* CONSIGNES DE TRAVAIL
Recopiez, s'il vous plaît, le passage de l'extrait sur Notre-Dame qui va de « Bientôt les financements » à « la pensée printemps. ».

* EXTRAIT CHOISI
>>>>

L’effet de surprise passé, l’émotion et les larmes spontanées du peuple parisien s’efface. Le convoi de la communication organisée trace le chemin au président Macron qui doit prononcer l’oracle.

D’un côté, la flèche enflammée qui s’effondre. Le doigt de la foi tendu vers Dieu, tantôt suppliant, tantôt réceptacle du don qui vient d’en-Haut, « la fine pointe de l’âme » par laquelle l’âme s’unit au Seigneur et à sa grâce, dirait saint François de Sales, disparaît dans la fournaise.

Macron, éclipsant l’archevêque de Paris, s’avance en lui grillant la politesse : « NOUS lançons une souscription nationale et internationale. NOUS rebâtirons l’édifice », s’exclame-t-il en chef de la nouvelle église militante. La porte-parole du gouvernement y va, elle, de son Tweet : « Notre-Dame, c’est avant tout NOTRE Dame ». Le président de l’Europe de concert avec le vice-président lance sa tirade tant attendue : Notre-Dame de Paris, c’est la cathédrale de l’Europe, de NOTRE Europe. Puis en écho, raccrochant les derniers wagons, quelques évêques y mettent du leur : Notre-Dame, c’est avant tout le lieu de la Fraternité, de la paix, du dialogue et du respect.

NOTRE-Dame, notre reconstruction, notre projet commun…

Bientôt les financements pleuvent du ciel de la finance, deux cents millions par-ci, trois cents par-là. La barre du milliard est franchie. Une nouvelle déclaration de Macron s’impose, en chef de l’église souffrante. Le verdict tombe, cela durera cinq ans, cinq ans de purgatoire avant de retrouver la lumière.

Plus tard encore, cette foi-ci en chef de la nouvelle religion triomphante il prévient : nous mêlerons du moderne à l’ancien. De même, apprend-t-on, que la sainte couronne d’épine sera hébergée au Louvre, bien à l’abri du culte des fidèles, à l’ombre de la pyramide, de même Notre-Dame sera restituée au peuple, à la culture, à l’Europe, au paradis des « illuministes en majesté ». Bonne gens, oyez la bonne nouvelle, celle du futur à bâtir ensemble, quintessence de la pensée printemps.

<<<<

(Enregistrements extraits)
>>>>

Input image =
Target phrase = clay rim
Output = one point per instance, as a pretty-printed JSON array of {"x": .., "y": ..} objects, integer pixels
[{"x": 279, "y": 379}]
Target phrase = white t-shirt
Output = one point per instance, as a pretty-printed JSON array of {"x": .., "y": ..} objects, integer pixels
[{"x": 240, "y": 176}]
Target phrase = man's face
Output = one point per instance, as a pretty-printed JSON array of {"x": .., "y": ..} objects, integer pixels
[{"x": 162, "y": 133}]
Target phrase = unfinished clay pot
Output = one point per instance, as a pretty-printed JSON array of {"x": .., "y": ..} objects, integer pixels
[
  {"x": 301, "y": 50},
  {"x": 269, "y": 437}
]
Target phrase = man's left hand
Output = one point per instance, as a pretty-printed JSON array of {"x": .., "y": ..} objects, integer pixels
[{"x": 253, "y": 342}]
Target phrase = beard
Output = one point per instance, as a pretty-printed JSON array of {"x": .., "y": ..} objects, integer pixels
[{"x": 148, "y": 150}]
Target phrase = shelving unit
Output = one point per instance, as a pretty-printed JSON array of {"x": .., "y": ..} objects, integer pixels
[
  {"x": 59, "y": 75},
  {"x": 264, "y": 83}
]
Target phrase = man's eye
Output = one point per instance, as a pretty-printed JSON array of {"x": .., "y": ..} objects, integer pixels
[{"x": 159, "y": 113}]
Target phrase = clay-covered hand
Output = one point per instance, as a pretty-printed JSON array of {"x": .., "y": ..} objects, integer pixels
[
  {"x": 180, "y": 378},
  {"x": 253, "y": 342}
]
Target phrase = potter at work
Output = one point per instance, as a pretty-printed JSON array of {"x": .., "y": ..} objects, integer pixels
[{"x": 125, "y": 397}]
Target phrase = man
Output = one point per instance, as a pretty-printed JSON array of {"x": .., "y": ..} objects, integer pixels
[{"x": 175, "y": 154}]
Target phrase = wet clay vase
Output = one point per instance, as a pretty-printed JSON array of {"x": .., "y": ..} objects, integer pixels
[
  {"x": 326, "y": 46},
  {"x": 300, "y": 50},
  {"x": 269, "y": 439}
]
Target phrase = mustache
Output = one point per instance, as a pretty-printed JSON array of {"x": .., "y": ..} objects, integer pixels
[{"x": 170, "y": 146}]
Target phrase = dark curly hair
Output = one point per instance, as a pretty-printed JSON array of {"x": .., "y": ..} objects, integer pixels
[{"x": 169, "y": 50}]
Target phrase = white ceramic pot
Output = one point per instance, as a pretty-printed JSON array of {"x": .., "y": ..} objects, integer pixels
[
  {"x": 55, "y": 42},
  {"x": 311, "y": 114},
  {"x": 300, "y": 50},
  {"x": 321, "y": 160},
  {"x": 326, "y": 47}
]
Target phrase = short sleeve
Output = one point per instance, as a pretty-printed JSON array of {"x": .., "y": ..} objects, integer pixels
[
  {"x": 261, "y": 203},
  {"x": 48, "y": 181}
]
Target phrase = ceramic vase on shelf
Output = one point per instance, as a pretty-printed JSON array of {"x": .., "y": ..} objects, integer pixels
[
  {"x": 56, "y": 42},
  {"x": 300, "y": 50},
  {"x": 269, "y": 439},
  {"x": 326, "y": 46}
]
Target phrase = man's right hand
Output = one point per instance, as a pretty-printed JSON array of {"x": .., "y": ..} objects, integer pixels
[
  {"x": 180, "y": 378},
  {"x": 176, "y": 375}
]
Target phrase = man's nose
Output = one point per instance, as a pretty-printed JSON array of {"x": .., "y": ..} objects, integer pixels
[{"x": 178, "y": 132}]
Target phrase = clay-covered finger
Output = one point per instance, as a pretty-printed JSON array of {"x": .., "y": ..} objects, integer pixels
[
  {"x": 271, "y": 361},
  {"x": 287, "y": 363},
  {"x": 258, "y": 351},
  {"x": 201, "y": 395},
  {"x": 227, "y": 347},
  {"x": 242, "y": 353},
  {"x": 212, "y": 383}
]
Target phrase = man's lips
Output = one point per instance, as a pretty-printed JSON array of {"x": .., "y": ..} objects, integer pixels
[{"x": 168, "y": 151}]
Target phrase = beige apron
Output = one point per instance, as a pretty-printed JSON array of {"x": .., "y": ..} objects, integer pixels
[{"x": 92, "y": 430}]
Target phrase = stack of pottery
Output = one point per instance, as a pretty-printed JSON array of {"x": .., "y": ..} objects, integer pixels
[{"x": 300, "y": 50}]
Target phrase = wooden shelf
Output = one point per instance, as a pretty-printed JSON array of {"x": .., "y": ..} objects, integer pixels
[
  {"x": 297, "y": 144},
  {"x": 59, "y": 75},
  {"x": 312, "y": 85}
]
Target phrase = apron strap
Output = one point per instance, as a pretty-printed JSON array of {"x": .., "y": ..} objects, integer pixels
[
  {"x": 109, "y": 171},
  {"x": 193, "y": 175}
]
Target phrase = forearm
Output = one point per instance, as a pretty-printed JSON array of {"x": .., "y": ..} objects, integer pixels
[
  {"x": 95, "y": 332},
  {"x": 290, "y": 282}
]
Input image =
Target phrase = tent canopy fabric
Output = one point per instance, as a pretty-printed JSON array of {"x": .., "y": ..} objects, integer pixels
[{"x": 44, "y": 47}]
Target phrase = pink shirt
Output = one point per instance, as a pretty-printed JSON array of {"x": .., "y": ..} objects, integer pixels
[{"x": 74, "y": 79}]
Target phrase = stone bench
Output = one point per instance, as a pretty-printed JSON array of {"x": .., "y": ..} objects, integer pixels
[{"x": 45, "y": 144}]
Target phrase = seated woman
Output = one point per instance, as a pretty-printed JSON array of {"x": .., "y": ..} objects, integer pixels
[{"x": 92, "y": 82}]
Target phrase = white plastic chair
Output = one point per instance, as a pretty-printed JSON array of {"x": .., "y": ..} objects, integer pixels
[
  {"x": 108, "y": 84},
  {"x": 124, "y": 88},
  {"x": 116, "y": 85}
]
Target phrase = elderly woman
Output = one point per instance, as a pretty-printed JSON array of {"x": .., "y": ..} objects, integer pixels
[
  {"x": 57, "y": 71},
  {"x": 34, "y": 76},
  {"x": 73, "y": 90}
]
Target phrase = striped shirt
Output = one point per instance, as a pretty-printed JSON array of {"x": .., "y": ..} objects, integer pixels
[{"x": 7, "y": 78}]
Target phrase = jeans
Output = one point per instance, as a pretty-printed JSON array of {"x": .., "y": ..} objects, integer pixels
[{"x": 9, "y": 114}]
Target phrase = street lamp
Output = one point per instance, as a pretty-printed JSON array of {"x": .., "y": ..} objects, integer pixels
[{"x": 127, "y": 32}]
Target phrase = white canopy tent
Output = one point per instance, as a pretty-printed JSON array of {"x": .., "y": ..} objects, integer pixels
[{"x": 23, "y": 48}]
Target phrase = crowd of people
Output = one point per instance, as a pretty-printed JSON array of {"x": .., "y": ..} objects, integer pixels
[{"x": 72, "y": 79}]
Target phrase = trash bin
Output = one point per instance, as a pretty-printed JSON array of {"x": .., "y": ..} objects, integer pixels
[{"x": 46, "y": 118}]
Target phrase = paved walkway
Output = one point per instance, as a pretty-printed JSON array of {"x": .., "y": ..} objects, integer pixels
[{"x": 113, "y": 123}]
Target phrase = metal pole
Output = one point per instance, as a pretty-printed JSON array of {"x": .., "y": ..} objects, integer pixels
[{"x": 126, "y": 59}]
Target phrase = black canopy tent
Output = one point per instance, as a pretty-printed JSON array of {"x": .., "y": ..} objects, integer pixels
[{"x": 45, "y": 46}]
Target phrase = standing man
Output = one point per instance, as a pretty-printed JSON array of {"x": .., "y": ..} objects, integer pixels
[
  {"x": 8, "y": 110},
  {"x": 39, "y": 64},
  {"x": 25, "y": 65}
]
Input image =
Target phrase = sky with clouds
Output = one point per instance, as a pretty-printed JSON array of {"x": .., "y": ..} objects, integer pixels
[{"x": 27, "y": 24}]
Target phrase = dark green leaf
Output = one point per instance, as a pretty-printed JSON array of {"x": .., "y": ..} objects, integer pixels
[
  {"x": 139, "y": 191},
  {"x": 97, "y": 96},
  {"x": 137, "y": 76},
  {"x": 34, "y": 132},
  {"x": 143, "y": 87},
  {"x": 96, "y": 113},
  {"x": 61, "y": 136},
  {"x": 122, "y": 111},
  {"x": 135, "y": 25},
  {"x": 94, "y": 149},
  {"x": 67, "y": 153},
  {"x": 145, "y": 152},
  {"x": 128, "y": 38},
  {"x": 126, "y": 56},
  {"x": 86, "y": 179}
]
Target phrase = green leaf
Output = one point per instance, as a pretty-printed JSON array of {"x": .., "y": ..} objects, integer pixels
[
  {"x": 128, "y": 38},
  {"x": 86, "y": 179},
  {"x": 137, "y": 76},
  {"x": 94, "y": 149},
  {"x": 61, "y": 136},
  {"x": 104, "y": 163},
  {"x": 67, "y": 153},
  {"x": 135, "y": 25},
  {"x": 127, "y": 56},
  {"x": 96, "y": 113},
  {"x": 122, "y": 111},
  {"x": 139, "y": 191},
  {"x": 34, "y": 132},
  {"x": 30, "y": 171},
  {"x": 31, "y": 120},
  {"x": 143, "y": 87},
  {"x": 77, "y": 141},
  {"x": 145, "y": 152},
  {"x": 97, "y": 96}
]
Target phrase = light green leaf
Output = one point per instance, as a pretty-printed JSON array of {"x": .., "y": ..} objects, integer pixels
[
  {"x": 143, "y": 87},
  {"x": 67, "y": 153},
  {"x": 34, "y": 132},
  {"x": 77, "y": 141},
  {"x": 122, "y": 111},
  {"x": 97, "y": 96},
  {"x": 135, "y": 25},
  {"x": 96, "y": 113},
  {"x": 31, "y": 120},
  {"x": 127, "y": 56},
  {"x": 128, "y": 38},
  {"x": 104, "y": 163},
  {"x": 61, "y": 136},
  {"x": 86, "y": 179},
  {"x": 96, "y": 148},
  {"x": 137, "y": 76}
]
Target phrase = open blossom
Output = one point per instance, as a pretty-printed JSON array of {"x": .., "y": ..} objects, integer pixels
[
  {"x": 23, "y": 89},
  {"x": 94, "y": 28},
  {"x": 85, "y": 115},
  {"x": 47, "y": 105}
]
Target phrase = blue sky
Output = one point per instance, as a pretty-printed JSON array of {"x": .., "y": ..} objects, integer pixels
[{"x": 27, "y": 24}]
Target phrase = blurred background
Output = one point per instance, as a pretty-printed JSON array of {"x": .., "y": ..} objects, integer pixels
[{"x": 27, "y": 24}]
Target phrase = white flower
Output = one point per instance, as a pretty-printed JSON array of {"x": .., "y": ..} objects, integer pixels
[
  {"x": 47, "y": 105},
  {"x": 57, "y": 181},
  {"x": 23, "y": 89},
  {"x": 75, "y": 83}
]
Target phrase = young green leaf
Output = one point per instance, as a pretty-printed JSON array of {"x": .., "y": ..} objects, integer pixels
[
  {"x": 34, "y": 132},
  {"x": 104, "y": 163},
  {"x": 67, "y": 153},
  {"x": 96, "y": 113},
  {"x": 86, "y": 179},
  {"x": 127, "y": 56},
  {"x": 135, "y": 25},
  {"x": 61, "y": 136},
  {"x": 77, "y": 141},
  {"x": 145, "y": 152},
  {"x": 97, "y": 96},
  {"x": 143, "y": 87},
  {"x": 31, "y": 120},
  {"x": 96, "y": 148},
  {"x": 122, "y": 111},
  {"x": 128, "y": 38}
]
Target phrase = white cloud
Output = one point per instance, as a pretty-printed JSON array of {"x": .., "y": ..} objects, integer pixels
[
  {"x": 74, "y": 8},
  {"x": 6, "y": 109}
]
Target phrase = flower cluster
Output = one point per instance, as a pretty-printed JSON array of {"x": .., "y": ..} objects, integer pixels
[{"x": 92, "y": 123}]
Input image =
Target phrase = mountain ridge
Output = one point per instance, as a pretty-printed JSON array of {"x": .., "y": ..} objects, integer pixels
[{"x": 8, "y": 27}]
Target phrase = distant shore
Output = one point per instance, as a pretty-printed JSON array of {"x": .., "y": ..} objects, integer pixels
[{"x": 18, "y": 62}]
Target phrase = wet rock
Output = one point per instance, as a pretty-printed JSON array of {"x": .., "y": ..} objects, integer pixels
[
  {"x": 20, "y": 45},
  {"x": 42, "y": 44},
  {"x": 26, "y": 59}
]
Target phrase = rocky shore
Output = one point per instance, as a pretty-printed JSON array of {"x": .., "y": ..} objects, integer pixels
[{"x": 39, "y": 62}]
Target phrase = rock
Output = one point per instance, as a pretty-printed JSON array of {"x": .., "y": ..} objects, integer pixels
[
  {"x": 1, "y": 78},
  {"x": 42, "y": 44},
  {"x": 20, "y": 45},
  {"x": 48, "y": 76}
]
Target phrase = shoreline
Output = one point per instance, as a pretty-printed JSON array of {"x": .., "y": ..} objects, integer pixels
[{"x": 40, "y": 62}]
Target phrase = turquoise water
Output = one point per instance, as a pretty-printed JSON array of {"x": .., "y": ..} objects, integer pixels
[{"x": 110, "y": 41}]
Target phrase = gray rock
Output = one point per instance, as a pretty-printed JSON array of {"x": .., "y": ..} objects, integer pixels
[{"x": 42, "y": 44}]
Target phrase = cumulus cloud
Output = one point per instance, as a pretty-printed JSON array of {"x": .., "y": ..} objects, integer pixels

<<<<

* RÉPONSE À L'EXERCICE
Bientôt les financements pleuvent du ciel de la finance, deux cents millions par-ci, trois cents par-là. La barre du milliard est franchie. Une nouvelle déclaration de Macron s’impose, en chef de l’église souffrante. Le verdict tombe, cela durera cinq ans, cinq ans de purgatoire avant de retrouver la lumière.

Plus tard encore, cette foi-ci en chef de la nouvelle religion triomphante il prévient : nous mêlerons du moderne à l’ancien. De même, apprend-t-on, que la sainte couronne d’épine sera hébergée au Louvre, bien à l’abri du culte des fidèles, à l’ombre de la pyramide, de même Notre-Dame sera restituée au peuple, à la culture, à l’Europe, au paradis des « illuministes en majesté ». Bonne gens, oyez la bonne nouvelle, celle du futur à bâtir ensemble, quintessence de la pensée printemps.